[Stored data]

"""

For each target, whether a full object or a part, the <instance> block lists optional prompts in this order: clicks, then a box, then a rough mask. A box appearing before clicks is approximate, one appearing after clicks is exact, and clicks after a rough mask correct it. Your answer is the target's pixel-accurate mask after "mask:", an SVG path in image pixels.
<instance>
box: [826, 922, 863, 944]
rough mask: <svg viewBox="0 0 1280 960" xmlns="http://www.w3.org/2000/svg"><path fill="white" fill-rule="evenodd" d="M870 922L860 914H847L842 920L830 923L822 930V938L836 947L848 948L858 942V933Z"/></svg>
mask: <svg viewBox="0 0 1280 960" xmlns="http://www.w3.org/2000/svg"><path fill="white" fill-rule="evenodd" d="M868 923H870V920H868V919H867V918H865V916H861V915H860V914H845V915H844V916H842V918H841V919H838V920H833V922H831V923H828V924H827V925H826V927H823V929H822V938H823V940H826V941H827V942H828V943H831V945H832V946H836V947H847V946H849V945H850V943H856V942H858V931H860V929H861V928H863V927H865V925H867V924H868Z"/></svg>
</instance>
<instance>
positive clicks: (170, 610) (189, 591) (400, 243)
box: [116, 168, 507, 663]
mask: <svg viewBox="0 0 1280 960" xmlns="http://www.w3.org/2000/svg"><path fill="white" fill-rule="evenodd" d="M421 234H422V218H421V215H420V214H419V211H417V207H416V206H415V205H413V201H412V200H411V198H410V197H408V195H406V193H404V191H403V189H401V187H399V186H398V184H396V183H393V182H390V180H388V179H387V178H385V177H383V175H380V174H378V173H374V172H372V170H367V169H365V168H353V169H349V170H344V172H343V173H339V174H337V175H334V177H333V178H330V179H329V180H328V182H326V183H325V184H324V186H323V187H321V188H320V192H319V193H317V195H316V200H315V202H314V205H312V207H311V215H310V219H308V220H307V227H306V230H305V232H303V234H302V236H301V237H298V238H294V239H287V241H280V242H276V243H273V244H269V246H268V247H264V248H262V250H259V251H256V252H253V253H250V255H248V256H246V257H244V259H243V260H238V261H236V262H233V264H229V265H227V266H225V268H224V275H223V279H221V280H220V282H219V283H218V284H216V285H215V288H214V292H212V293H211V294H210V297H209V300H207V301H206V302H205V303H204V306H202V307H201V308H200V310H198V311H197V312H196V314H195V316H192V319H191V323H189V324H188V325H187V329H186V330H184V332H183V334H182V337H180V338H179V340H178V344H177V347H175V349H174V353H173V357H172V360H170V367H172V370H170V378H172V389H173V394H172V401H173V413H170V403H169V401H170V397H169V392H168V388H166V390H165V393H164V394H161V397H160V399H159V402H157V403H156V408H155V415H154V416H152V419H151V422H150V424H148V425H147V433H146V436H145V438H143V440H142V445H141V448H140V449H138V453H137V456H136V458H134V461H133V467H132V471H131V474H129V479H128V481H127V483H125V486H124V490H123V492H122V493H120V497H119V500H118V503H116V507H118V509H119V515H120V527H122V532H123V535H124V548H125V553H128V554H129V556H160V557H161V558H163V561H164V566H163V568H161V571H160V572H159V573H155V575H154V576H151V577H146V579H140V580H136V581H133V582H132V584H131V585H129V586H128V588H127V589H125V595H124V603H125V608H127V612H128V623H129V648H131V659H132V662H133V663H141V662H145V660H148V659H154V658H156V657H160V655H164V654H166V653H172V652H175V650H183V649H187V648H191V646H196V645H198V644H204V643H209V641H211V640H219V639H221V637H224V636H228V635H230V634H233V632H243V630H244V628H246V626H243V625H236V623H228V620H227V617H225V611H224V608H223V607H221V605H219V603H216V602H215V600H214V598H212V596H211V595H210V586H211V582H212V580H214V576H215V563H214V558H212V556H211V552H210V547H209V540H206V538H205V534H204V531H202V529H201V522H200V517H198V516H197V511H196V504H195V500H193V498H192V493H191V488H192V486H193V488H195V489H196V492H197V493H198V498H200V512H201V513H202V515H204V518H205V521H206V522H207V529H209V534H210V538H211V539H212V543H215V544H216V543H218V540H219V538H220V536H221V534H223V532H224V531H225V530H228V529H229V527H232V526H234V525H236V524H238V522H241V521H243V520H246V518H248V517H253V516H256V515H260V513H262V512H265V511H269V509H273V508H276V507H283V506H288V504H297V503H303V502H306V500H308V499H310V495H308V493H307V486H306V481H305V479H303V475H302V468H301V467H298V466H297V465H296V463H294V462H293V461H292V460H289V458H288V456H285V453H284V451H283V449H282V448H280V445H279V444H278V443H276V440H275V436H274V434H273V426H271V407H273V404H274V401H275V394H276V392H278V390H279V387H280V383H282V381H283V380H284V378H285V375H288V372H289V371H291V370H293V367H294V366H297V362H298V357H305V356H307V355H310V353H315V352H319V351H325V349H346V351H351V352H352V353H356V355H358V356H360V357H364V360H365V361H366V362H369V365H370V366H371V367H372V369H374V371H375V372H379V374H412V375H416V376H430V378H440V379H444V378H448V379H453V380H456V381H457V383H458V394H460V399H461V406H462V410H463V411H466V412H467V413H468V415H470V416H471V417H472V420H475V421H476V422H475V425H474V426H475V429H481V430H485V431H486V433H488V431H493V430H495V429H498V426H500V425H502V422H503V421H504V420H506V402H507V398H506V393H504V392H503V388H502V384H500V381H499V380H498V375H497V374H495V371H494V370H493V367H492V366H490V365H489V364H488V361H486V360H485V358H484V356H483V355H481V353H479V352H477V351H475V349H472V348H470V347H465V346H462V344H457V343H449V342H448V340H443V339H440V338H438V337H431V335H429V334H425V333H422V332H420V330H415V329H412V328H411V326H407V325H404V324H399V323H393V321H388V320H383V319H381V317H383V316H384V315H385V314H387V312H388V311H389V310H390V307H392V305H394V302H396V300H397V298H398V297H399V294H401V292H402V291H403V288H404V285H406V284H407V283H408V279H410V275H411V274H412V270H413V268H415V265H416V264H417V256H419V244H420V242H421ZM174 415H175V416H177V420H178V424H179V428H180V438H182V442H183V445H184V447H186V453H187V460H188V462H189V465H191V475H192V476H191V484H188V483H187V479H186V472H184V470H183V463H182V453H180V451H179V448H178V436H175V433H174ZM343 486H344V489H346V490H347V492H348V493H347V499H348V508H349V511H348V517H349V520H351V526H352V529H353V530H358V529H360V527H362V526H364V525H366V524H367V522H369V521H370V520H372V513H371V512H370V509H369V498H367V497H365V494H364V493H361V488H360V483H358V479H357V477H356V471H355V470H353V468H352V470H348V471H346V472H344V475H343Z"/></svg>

"""

● **WORK TO BE COMPLETED**
If a line in the records contains the word "clicks", copy it out.

● **ANSWER BOX**
For each target, whether a full object or a part, the <instance> block lists optional prompts in this order: clicks, then a box, then a rough mask. A box appearing before clicks is approximate, one appearing after clicks is exact, and clicks after a rough mask correct it. Your answer is the target's pixel-accurate mask after "mask:", an SVG path in image pixels.
positive clicks: (170, 610) (189, 591) (400, 243)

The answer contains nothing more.